──────── Material

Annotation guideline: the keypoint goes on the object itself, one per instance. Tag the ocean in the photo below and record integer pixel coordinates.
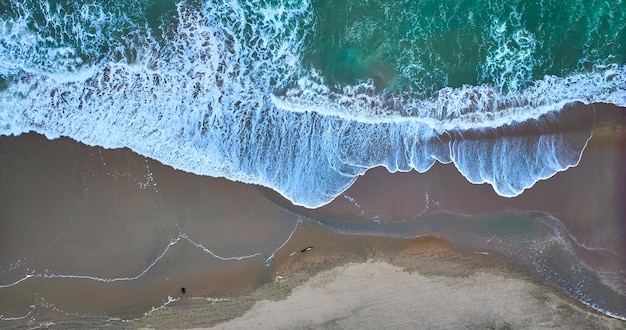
(305, 96)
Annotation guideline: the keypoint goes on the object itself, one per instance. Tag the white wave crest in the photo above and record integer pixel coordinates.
(208, 100)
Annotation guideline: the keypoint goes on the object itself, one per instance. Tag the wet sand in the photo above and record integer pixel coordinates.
(88, 234)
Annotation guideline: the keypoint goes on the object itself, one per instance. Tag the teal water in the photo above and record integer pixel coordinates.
(426, 45)
(304, 96)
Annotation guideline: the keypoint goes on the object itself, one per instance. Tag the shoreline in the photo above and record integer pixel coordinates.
(328, 291)
(102, 203)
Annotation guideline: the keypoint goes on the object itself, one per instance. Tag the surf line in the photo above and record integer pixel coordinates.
(181, 236)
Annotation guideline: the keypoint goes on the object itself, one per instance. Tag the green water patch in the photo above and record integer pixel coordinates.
(425, 45)
(511, 225)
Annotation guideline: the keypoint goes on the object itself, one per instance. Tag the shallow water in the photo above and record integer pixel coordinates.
(302, 97)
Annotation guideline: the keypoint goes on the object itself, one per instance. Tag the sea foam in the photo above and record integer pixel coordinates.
(223, 92)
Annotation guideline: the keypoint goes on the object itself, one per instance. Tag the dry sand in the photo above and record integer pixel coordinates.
(427, 285)
(378, 295)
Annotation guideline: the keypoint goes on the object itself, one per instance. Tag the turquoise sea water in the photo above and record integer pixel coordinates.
(302, 96)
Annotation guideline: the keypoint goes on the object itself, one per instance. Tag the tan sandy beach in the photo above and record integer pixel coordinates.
(101, 238)
(427, 285)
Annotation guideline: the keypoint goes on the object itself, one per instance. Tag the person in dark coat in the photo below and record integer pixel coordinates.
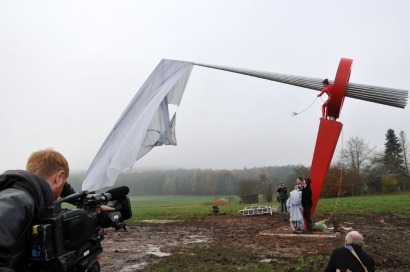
(307, 203)
(351, 257)
(283, 196)
(23, 197)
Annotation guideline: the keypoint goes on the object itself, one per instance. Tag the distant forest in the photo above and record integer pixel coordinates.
(199, 181)
(357, 170)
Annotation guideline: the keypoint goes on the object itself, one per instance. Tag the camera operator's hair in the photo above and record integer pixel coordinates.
(354, 237)
(46, 162)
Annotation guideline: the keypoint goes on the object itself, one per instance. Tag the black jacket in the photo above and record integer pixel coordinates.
(343, 259)
(23, 197)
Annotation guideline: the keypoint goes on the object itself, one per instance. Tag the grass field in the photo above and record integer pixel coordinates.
(195, 207)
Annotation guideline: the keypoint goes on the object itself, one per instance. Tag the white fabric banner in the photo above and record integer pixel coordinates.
(145, 123)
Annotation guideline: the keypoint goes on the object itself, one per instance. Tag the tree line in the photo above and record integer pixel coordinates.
(357, 169)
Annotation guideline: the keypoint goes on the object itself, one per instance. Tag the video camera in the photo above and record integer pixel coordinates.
(70, 239)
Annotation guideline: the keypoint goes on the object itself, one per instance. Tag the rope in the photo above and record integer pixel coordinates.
(296, 113)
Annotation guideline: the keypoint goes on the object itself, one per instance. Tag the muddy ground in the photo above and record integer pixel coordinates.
(205, 245)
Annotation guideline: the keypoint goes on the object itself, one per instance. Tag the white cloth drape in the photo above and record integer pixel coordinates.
(145, 123)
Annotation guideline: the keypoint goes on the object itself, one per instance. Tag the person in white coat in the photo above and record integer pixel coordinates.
(294, 204)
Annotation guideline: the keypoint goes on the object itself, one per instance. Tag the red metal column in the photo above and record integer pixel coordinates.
(329, 132)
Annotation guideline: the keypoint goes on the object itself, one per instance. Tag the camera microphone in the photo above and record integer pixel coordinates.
(117, 193)
(112, 194)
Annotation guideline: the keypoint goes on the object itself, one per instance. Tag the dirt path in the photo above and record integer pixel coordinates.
(268, 237)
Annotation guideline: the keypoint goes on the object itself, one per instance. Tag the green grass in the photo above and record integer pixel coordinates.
(398, 204)
(178, 207)
(197, 207)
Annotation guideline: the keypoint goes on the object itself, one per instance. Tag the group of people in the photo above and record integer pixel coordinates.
(348, 258)
(25, 194)
(298, 204)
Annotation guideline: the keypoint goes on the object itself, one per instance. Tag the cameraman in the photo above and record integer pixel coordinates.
(23, 196)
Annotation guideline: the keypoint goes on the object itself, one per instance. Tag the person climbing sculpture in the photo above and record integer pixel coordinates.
(327, 88)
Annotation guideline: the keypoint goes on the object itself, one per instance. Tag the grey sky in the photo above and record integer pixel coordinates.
(69, 68)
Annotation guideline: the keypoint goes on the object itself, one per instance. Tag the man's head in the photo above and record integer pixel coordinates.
(354, 237)
(50, 165)
(306, 182)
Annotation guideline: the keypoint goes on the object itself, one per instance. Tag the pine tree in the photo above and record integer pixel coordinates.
(393, 158)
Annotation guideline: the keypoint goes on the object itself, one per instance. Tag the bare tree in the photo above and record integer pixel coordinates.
(356, 158)
(404, 146)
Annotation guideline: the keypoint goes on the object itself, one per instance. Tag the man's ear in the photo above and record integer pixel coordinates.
(60, 176)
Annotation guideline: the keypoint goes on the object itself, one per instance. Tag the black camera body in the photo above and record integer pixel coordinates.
(70, 239)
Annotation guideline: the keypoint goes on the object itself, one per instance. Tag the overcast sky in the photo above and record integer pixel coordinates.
(68, 69)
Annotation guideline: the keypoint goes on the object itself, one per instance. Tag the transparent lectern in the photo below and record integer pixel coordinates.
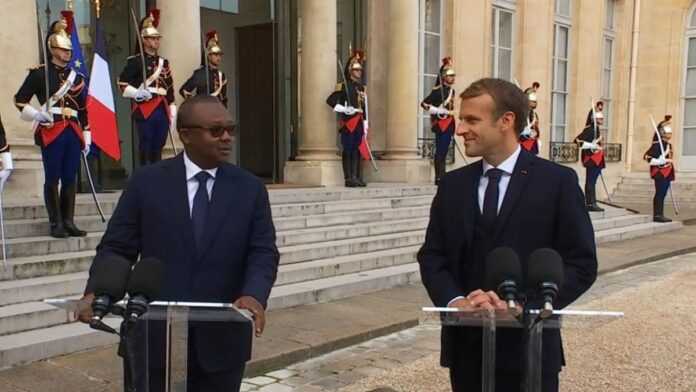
(161, 335)
(531, 320)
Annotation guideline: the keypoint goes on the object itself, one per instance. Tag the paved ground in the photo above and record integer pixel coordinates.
(296, 334)
(643, 352)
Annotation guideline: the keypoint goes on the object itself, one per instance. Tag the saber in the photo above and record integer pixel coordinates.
(91, 187)
(207, 65)
(662, 152)
(2, 230)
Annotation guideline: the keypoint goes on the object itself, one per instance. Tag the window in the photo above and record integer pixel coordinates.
(501, 42)
(430, 54)
(231, 6)
(689, 122)
(559, 88)
(607, 66)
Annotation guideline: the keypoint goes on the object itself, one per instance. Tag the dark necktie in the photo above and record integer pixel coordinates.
(490, 198)
(199, 212)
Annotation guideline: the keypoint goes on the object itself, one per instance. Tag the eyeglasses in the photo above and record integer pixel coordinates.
(215, 131)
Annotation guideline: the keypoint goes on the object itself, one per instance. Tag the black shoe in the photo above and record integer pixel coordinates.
(594, 208)
(52, 200)
(67, 208)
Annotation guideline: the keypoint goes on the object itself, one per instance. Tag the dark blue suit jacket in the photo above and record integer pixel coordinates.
(543, 208)
(239, 256)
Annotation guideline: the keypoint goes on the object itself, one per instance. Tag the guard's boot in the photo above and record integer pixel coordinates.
(67, 207)
(345, 160)
(659, 211)
(358, 169)
(592, 200)
(52, 200)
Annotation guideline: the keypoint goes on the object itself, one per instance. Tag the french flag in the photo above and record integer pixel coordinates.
(101, 111)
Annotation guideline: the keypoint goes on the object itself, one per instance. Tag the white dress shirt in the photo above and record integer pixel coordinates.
(507, 166)
(192, 183)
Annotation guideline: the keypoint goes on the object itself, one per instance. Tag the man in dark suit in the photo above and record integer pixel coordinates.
(509, 198)
(210, 223)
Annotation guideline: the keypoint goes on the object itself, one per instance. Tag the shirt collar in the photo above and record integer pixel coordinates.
(507, 166)
(192, 169)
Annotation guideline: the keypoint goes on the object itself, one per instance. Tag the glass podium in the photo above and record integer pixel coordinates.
(531, 320)
(160, 337)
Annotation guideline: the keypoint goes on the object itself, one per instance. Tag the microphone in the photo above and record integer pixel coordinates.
(545, 274)
(109, 274)
(503, 272)
(144, 285)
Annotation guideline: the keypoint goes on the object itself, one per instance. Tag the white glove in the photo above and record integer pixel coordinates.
(29, 113)
(87, 136)
(658, 161)
(7, 167)
(172, 115)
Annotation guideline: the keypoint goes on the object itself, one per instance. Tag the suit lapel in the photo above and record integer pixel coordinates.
(518, 182)
(178, 195)
(222, 199)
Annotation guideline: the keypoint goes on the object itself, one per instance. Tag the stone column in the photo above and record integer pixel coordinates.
(180, 26)
(401, 162)
(19, 44)
(402, 80)
(317, 161)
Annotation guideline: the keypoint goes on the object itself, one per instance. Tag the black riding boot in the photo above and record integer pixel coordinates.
(67, 207)
(52, 200)
(659, 211)
(358, 169)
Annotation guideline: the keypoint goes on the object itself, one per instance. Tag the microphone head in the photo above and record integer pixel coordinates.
(146, 278)
(109, 274)
(502, 264)
(544, 265)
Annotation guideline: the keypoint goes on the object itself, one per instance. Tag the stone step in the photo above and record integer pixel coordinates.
(335, 266)
(38, 344)
(634, 231)
(620, 221)
(345, 218)
(28, 316)
(45, 245)
(20, 228)
(306, 252)
(37, 289)
(47, 265)
(318, 208)
(311, 195)
(324, 234)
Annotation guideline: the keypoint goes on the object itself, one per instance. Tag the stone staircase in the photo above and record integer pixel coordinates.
(334, 243)
(639, 188)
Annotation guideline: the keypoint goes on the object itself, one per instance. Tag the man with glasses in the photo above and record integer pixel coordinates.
(210, 223)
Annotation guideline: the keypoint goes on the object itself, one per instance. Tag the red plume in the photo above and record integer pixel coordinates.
(69, 20)
(210, 35)
(155, 17)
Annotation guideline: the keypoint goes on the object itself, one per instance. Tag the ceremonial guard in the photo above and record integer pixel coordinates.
(529, 138)
(6, 164)
(60, 126)
(208, 79)
(348, 100)
(440, 104)
(153, 105)
(659, 156)
(592, 155)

────────────────

*Problem statement:* Copy out word for word the part of the records that opens with the line containing "Tag the ceremonial" and runs through the end of the records, including both ends.

*Solution:*
Annotation guideline: the keypoint goes on the object itself, one per instance. Tag the ceremonial guard in the photo above and record integer pixel coordinates.
(529, 138)
(6, 164)
(60, 126)
(208, 79)
(348, 100)
(440, 104)
(153, 105)
(659, 156)
(592, 155)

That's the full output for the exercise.